Excerpts from a location annotation dataset
— Begin —

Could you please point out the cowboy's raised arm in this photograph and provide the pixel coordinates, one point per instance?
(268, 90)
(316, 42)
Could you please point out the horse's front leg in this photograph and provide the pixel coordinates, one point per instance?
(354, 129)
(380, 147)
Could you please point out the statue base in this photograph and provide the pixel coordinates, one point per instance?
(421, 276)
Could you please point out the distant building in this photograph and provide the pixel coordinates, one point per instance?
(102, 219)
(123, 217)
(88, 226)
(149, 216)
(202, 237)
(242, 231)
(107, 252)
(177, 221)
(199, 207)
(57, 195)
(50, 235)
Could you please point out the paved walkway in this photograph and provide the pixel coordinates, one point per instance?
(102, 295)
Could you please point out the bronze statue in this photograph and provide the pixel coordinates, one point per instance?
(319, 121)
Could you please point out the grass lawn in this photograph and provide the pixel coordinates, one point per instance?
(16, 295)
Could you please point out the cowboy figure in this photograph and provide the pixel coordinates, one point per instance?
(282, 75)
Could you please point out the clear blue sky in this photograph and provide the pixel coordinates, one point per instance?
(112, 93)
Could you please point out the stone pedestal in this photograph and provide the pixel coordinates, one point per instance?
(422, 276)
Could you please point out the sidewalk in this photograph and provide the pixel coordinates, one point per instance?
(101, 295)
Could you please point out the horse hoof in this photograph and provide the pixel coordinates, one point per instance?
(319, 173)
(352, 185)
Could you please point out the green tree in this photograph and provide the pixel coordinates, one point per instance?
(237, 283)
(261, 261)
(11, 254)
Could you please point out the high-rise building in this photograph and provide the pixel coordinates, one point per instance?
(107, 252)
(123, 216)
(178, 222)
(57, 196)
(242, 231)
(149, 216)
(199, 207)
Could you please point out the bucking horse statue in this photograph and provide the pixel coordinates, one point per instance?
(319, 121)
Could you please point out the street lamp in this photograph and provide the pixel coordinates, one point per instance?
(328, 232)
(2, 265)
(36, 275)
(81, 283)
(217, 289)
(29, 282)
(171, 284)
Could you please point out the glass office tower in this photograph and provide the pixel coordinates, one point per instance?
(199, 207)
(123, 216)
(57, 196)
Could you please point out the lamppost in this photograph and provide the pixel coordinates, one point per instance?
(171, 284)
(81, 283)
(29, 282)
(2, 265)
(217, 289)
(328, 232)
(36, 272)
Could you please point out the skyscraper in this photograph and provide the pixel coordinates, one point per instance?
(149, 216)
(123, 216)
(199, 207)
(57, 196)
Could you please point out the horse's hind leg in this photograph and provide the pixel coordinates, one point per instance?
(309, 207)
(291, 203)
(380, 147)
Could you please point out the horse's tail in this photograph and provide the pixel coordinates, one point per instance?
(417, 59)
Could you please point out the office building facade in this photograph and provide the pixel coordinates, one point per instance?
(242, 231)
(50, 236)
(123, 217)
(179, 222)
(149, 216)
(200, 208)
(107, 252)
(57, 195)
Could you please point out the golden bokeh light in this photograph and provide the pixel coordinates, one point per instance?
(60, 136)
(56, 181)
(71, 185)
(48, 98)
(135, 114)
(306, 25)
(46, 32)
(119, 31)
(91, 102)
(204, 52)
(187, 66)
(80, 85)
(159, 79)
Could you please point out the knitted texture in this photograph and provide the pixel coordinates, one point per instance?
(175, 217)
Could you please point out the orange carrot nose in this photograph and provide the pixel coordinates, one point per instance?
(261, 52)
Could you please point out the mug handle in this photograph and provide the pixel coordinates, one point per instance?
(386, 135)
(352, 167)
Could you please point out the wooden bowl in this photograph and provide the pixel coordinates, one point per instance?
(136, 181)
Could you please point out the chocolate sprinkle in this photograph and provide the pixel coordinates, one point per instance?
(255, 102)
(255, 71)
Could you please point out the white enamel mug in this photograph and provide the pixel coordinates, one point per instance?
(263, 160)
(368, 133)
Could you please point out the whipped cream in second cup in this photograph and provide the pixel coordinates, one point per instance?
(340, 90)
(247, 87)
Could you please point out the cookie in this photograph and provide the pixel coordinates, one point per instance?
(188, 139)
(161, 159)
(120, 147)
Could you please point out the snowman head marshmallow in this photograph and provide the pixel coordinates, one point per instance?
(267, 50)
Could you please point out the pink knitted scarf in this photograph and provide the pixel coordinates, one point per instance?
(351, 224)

— End —
— Begin —

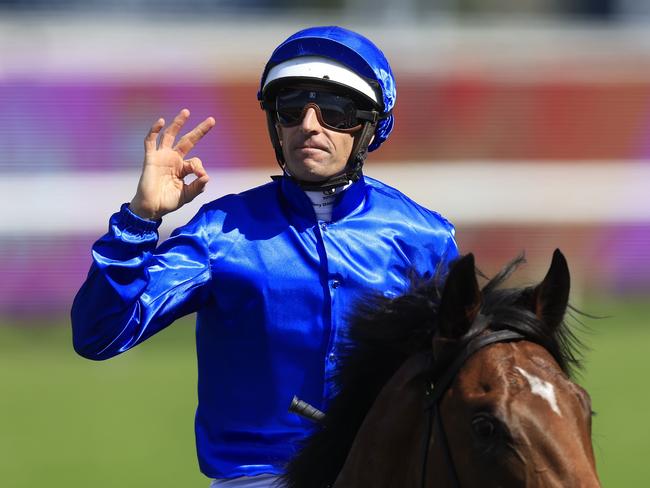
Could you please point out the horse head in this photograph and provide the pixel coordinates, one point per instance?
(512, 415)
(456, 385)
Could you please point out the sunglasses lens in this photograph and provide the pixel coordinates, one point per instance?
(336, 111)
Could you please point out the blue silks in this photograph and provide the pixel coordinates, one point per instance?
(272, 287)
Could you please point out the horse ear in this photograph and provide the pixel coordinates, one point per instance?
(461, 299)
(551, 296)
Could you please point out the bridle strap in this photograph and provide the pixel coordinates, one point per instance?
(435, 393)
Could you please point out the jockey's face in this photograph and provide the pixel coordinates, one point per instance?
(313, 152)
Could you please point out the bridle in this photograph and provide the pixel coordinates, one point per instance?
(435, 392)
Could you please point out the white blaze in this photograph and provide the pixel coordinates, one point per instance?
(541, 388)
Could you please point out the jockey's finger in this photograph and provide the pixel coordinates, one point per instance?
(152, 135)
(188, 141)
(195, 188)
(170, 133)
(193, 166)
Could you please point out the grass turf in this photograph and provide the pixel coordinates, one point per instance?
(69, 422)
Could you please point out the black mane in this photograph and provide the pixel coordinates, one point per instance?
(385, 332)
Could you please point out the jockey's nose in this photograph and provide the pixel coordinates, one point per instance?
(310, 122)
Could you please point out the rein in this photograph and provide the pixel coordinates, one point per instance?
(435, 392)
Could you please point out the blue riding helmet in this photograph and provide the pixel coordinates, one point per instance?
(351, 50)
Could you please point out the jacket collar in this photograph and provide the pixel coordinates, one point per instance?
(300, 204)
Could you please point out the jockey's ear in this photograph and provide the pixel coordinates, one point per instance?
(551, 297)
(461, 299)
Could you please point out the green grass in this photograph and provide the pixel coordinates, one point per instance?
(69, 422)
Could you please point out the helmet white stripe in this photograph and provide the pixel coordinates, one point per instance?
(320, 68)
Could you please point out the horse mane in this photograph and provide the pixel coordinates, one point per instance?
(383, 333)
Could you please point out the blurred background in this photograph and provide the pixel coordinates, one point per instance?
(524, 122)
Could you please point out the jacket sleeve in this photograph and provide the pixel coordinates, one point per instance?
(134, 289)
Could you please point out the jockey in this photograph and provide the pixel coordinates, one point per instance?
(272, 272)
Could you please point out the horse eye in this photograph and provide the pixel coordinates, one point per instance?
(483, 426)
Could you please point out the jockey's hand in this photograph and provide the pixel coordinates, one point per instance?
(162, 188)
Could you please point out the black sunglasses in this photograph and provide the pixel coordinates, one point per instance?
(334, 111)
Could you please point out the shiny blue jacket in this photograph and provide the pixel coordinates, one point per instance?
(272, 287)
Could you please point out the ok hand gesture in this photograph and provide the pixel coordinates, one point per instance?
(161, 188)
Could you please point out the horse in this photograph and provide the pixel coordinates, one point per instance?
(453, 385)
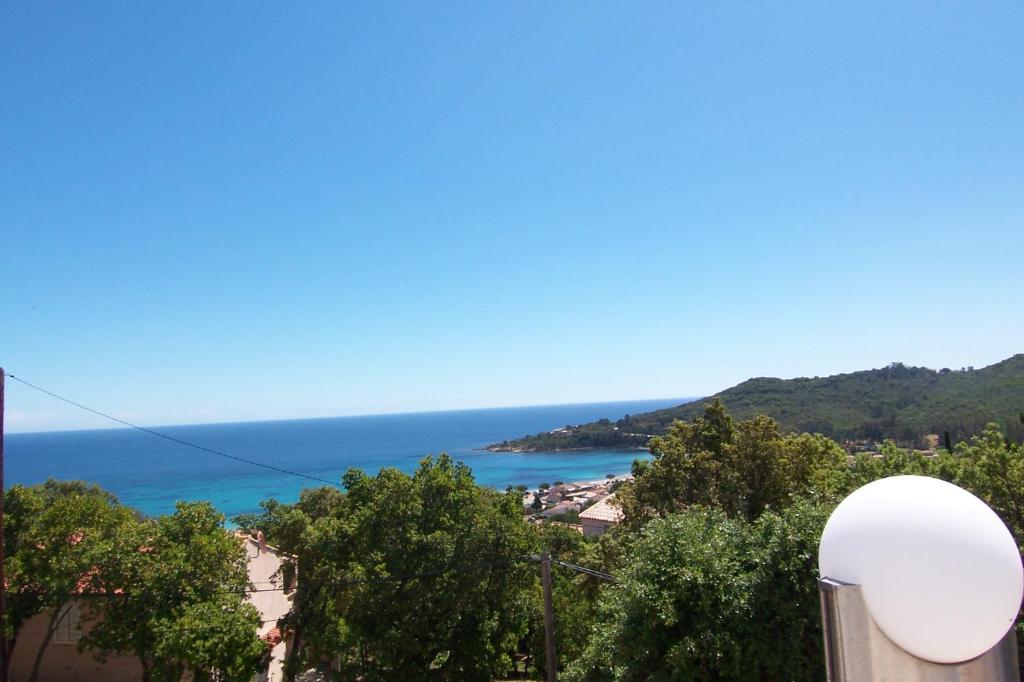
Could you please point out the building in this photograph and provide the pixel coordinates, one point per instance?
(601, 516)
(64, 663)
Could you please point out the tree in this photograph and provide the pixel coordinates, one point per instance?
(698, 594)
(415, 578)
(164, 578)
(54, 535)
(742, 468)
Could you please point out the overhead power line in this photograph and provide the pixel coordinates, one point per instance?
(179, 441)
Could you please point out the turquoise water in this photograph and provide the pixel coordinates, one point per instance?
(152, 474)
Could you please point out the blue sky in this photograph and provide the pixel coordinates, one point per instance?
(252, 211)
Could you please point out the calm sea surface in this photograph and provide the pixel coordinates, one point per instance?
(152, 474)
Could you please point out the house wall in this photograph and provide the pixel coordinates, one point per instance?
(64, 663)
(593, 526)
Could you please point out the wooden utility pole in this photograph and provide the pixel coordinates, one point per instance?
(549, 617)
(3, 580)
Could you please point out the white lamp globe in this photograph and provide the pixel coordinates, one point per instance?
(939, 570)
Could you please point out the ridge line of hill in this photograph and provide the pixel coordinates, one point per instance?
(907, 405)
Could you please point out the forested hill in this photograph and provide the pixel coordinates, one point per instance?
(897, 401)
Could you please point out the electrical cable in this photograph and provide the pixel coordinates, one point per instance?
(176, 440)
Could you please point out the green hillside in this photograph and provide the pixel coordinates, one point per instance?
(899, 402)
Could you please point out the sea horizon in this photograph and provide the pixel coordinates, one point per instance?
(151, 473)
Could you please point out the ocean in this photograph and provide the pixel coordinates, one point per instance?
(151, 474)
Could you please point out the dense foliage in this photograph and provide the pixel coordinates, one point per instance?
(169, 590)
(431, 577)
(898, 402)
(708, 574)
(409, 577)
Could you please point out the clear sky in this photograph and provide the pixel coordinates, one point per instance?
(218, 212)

— End —
— Begin —

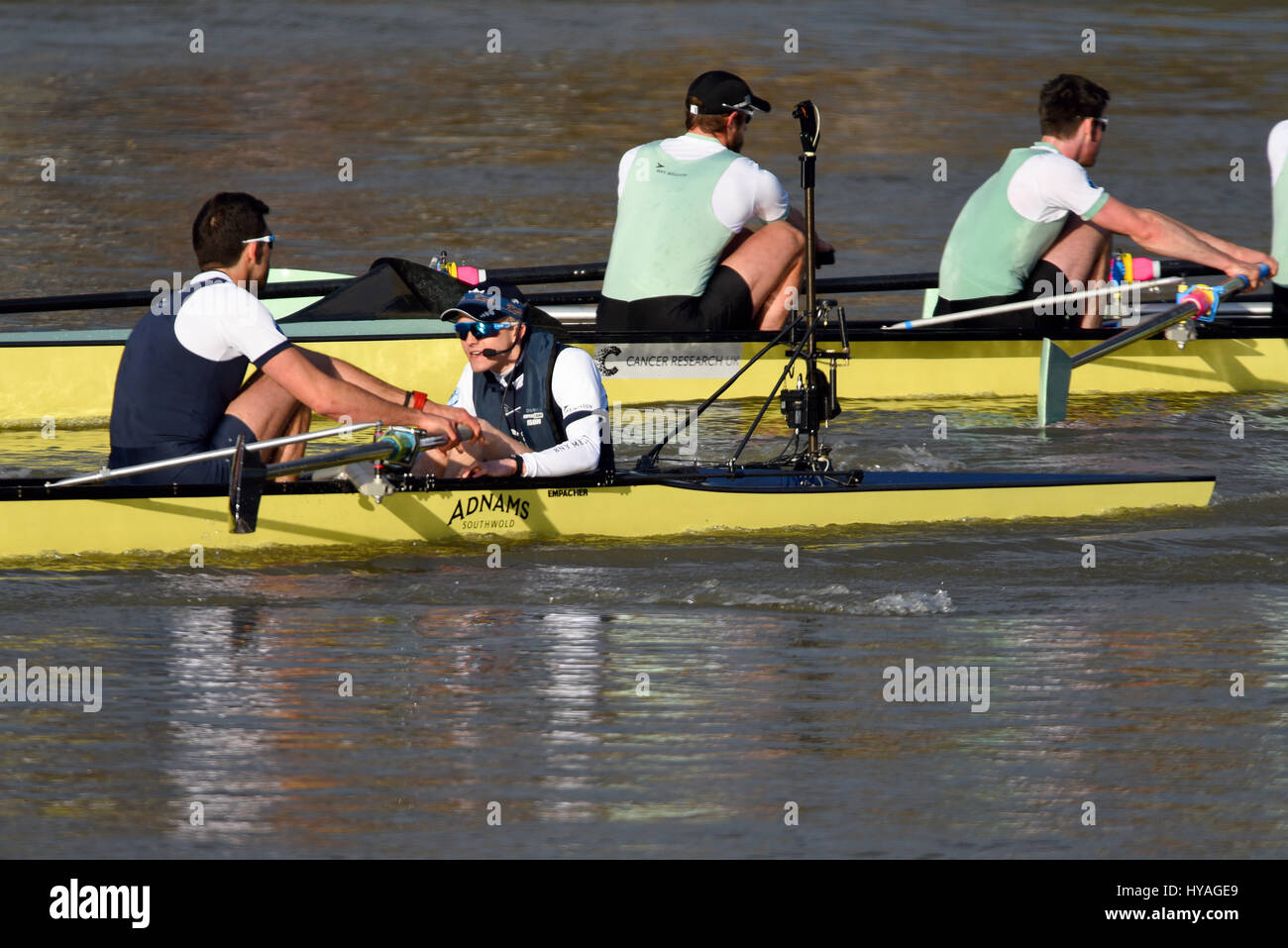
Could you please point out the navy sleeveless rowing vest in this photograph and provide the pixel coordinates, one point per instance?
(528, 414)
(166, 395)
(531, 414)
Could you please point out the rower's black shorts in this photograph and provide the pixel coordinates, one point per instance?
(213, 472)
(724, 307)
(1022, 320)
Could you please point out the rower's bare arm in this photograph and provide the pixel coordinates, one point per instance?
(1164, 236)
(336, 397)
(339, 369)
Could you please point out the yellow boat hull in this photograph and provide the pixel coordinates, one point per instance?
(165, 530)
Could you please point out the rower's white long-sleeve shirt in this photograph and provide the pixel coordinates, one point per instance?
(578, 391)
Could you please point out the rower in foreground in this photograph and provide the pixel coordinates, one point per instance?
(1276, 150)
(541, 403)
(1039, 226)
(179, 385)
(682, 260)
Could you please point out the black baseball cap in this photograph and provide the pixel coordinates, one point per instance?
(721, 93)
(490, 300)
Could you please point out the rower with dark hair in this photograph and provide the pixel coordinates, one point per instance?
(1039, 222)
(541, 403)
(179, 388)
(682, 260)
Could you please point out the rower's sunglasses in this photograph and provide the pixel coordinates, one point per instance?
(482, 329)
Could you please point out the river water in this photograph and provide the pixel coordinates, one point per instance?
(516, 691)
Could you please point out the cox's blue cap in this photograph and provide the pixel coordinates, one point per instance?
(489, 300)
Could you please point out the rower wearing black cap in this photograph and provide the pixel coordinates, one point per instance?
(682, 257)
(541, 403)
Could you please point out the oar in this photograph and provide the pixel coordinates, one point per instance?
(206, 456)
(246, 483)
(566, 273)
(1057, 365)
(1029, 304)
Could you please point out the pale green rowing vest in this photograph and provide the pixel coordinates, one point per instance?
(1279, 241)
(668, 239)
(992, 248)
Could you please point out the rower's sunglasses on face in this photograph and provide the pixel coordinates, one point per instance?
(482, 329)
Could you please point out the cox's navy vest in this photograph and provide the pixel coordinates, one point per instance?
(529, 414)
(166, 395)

— End —

### EXERCISE DETAILS:
List every line in the material above that contains the word "statue".

### RESPONSE FOR THIS EXERCISE:
Could you please point out the statue base in this photograph and provide the pixel coordinates, one point per instance?
Could you please point out the bronze statue in this photograph and provide the pixel coordinates, one point per instance?
Could you please point out the bucking horse statue in this photograph and provide the pixel coordinates, one point per instance?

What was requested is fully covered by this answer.